** START Passage shown **

A review of correspondence from NOC-L
A summary of alternators and charging
|QUICK LINKS TO THE MOST USEFUL POSTINGS|
|Warning light assimilators||Alternator output considerations|
|Zener diodes||Boyer electronic ignition|
|Lucas alternator types||Rectifiers|
The warning light assimilator controls the charge indicator light very crudely. It contains a pair of normally-closed bi-metal contacts which allow current from the battery to light the charge indicator light when the ignition is swtiched on. The assimilator also has a fine heating coil near the contacts. This coil is connected directly to the alternator stator. Its job is when it senses sufficient AC output from the stator to heat the coil, the bi-metal contacts open, extinguishing the indicator light. Anyhow, you can see that a burnt out bulb or even a defective assimilator has no effect to the operation of the system.
[See Alan Osborn's article for a more detailed description of Norton assimilators - Editor].

** END Passage shown **
** START Provided information **

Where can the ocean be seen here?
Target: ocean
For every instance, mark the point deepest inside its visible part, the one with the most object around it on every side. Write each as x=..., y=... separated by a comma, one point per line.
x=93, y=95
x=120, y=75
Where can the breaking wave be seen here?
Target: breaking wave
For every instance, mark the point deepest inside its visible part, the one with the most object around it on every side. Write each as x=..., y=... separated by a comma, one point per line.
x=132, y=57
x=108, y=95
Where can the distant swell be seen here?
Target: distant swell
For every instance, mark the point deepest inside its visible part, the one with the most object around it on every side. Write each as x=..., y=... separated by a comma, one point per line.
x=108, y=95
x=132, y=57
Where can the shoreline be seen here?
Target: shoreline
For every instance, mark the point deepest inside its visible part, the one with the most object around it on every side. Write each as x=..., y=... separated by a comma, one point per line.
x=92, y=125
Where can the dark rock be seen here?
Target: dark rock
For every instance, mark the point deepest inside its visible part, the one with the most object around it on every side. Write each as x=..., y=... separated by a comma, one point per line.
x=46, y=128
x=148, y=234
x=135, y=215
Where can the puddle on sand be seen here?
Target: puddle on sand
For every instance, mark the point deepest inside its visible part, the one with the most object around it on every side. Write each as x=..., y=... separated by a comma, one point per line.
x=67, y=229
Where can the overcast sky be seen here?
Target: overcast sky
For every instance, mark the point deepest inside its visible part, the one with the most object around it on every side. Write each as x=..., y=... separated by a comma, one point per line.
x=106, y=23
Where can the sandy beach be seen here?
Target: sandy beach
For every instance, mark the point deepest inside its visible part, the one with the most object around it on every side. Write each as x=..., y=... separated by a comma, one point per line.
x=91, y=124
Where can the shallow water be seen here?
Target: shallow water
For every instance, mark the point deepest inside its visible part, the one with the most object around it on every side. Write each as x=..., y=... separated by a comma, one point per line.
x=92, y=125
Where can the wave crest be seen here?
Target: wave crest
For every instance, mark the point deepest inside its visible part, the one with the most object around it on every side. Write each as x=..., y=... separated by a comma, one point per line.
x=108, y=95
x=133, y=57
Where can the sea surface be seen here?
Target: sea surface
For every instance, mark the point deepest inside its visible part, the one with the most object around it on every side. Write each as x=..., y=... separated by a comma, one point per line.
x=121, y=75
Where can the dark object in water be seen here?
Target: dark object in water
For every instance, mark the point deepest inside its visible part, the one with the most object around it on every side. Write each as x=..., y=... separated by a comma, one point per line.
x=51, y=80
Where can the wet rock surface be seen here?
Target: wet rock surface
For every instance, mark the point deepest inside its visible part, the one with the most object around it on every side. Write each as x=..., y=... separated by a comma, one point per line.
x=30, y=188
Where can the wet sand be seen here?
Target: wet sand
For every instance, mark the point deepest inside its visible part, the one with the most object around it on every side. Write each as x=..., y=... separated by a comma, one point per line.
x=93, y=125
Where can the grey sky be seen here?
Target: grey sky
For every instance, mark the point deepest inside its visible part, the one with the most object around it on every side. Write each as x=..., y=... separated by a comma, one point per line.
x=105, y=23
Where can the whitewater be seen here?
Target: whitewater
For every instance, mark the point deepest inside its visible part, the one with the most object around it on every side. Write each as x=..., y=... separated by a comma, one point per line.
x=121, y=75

** END Provided information **

§ Aim:
Continue the alternator and charging summary above, picking up after its final sentence and keeping the same technical voice.

§ Exercise output:
[Whereas the Lucas alternator is of the permanent magnet type, - Ben English] by contrast many Japanese alternators use a rather clever 'wound' rotor, [or excited field - Ben English] which is fed only enough current to generate the voltage required by the system at any point in time. This function is handled by a regulator (usually solid state). The charge indicator light in these systems is in 'series' with the regulator's power feed from the battery (gives the regulator its 'exciting current'), and hence will light when the ignition is switched on. When the engine starts, the alternator produces electricity, and feeds the regulator end of the indicator light, nullifying the voltage across the lamp, and causing it to extinguish. Thus, you can see that if the indicator light is burnt out, there will be no feed to give the regulator its exciting current, and hence the alternator will not start producing electricity.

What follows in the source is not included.